GIVEN PASSAGE:
Cigarette Filter Pollution Drastically Impacts the Environment with Leaching Chemicals
Want to help save the environment? Then you may want to help ban cigarette filters. Researchers have found that measures need to be taken in order to curb the large-scale littering of cigarette butts, packaging and matches.
Cigarette butts and other tobacco waste products are the most common items that are picked up during urban and beach clean-ups worldwide. In fact, an estimated 4.5 trillion of the annual 6 trillion cigarettes sold worldwide do not end up in a trash can or in an ashtray.
These waste products aren't just litter in the environment, though. Tobacco products contain toxins, nicotine, pesticides and carcinogens. This means that these chemicals can leach into the environment; not only that, but plastic cigarette filters are practically non-biodegradable and chemicals from filters can drip into the surrounding environment for up to ten years. This can drastically impact species that include fish and other animals.

DATA EXCERPTS:
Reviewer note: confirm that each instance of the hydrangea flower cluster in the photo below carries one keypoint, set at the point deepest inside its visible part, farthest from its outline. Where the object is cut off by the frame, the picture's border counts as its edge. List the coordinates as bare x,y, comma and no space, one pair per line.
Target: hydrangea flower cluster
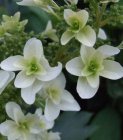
38,79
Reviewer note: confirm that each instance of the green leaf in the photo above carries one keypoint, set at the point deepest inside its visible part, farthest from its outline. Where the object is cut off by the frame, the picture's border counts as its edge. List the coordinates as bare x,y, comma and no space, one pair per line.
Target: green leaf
109,125
73,125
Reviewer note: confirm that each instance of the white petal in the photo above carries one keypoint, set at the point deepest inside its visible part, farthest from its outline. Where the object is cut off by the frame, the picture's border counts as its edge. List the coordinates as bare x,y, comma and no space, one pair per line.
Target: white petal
15,134
86,53
102,34
68,103
10,107
86,36
112,70
23,81
75,66
26,2
51,111
66,96
10,78
84,90
93,80
59,81
108,50
66,37
33,49
52,73
9,64
28,94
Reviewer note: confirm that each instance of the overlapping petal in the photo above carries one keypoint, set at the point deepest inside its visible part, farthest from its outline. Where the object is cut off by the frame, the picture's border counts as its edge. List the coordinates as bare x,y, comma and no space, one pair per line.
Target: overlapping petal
12,63
28,94
86,36
84,89
66,37
33,49
22,80
75,66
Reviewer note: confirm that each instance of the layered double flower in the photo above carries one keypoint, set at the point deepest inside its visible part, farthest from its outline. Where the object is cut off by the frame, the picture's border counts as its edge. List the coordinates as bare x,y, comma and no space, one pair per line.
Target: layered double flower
34,69
91,64
77,28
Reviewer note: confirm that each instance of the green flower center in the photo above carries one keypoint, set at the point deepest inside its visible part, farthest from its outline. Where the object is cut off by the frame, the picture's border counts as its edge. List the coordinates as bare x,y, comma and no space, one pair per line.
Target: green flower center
53,93
34,67
23,126
75,24
93,67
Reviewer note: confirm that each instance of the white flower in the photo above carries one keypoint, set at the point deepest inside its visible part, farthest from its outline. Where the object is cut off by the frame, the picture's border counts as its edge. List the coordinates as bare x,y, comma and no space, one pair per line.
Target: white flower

TASK REQUIREMENTS:
Continue the piece on cigarette filter pollution from where it stops, picking up after its last sentence.

TASK ANSWER:
"Tobacco waste products are ubiquitous, environmentally hazardous and a significant community nuisance," said Thomas Novotny, one of the researchers, in a news release. "With two-thirds of all smoked cigarettes, numbering in the trillions globally, being discarded into the environment each year, it is critical to consider the potential toxicity and remediation of these waste products."
The researchers urge that steps be taken in order to curb the pollution of these waste products. New environmental interventions should be taken, and there should be partnerships between tobacco control and environmental groups.
The findings are published in the journal Current Environmental Health Reports.